### Your objective:
Rewrite each of the rows below, changing "dense vegetation" to "thick foliage" wherever it appears and keeping everything else the same. Leave the pictures out of your answer.

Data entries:
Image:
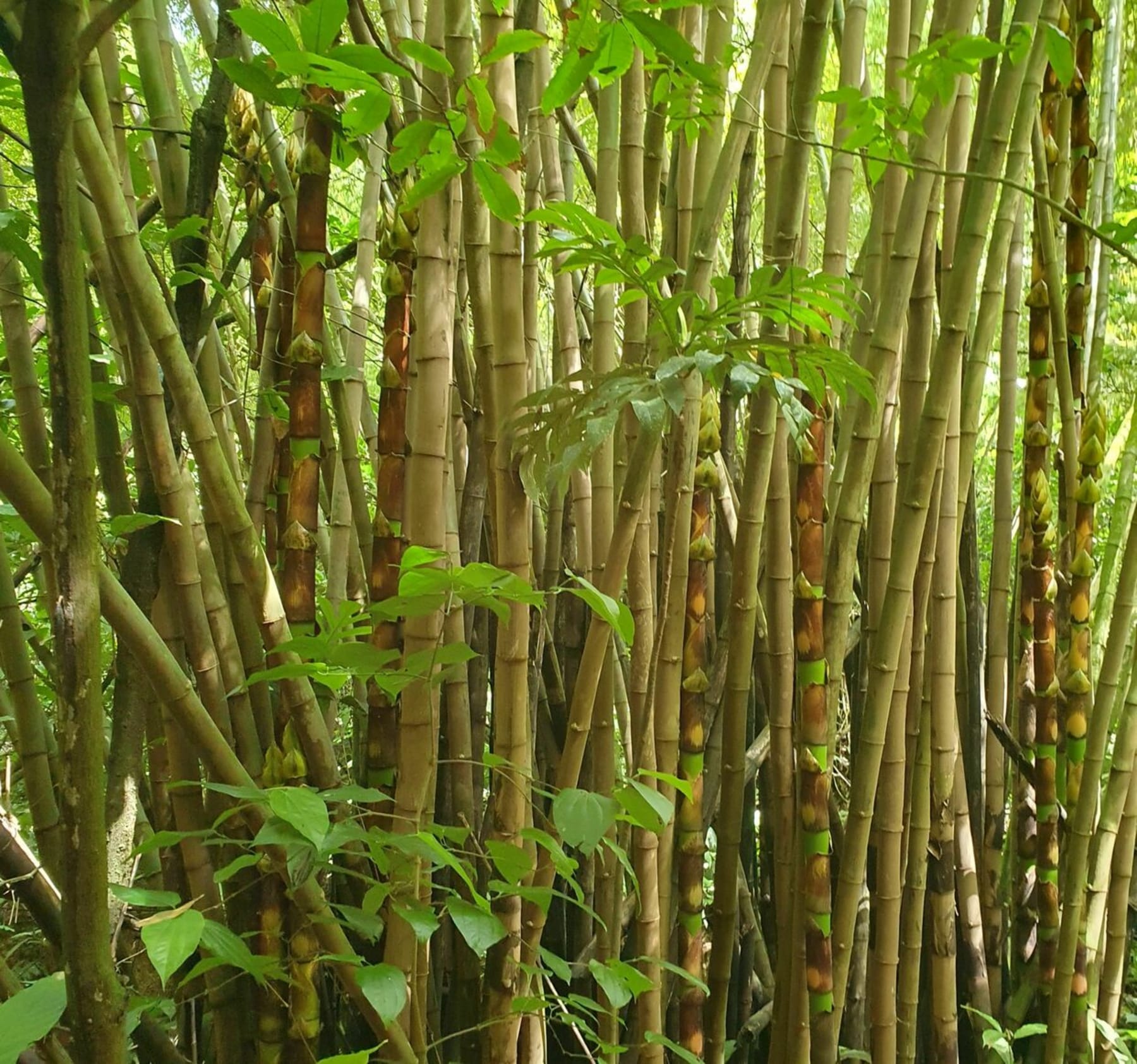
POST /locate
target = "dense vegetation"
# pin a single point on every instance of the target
(598, 530)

### Finished exercise:
Image:
POST /locate
target = "thick foliage"
# pin a single point on every instance of the target
(598, 530)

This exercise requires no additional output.